-- Information --
=====

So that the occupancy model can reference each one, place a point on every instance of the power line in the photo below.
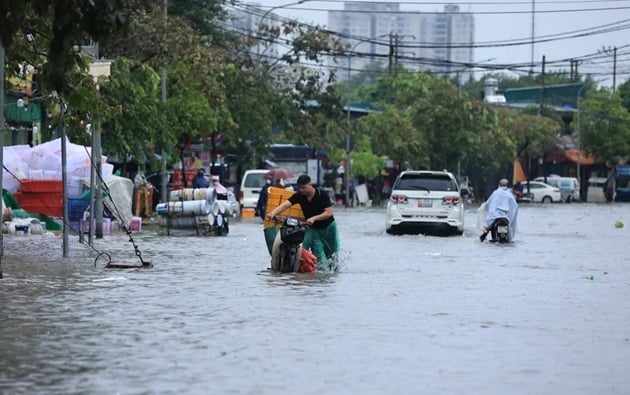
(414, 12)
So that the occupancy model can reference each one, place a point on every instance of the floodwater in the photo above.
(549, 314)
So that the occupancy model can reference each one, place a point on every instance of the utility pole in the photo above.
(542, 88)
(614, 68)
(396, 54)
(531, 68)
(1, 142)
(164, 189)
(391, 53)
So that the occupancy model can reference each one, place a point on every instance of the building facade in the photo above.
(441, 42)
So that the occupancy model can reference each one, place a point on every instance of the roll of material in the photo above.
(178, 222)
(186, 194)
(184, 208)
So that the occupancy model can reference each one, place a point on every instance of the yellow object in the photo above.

=====

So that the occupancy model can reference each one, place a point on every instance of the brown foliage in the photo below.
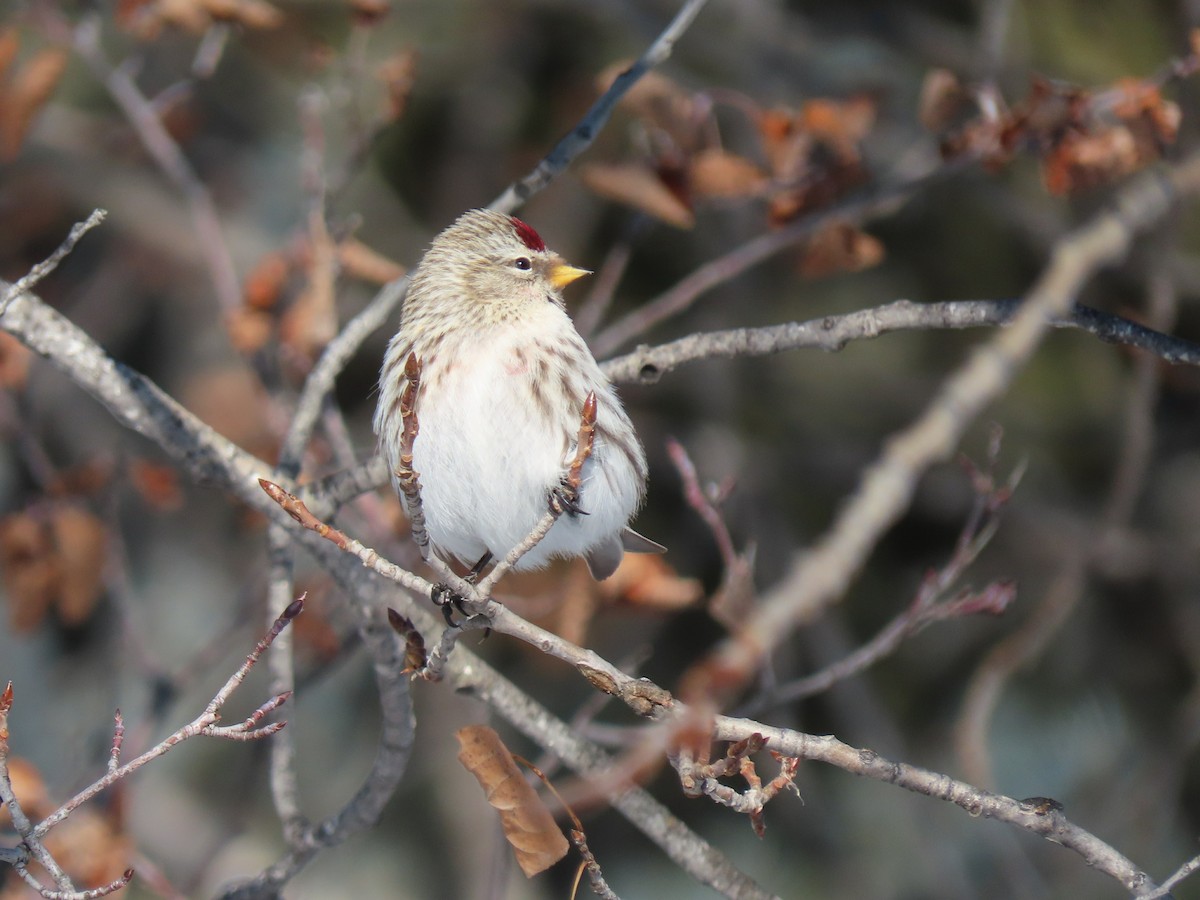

=====

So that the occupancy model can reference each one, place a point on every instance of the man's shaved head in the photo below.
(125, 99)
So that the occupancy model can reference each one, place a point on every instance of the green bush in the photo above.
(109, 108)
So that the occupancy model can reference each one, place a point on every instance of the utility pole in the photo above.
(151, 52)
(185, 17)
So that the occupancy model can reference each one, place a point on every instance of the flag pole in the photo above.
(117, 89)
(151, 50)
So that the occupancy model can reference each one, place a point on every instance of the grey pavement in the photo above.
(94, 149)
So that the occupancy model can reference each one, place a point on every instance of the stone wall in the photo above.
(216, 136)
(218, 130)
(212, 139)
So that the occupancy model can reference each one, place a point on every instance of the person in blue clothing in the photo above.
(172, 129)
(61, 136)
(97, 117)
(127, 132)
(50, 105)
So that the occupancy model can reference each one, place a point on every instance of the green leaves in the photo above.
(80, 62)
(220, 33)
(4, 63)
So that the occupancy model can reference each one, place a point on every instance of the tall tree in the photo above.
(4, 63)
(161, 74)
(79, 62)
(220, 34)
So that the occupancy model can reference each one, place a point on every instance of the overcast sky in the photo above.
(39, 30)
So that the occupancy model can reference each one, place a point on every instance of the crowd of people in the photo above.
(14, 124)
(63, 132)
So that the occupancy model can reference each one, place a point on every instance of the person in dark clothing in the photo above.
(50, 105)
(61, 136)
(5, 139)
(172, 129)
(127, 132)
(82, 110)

=====

-- What this task involves --
What you return must be the lines above that run from the line with "floodwater in the photo above." to the line with "object in the photo above.", inclusive, each copied exactly.

-- Answer space --
So that the occupancy model can reference each one, place a point on every instance of the floodwater in the photo above.
(549, 314)
So that the occupancy model can reference each one, place a point on every instance of the utility pole in the photo above.
(542, 88)
(614, 68)
(396, 54)
(531, 68)
(1, 142)
(164, 189)
(391, 53)
So that the occupancy model can reference each one, place a point on every instance of the building facade in the photo above.
(441, 42)
So that the occupancy model can reference each one, place a point on every instance of the roll of material in the photo above.
(178, 222)
(186, 194)
(184, 208)
So that the occupancy model can reference each one, place a point on every instance of the yellow object in the photo above.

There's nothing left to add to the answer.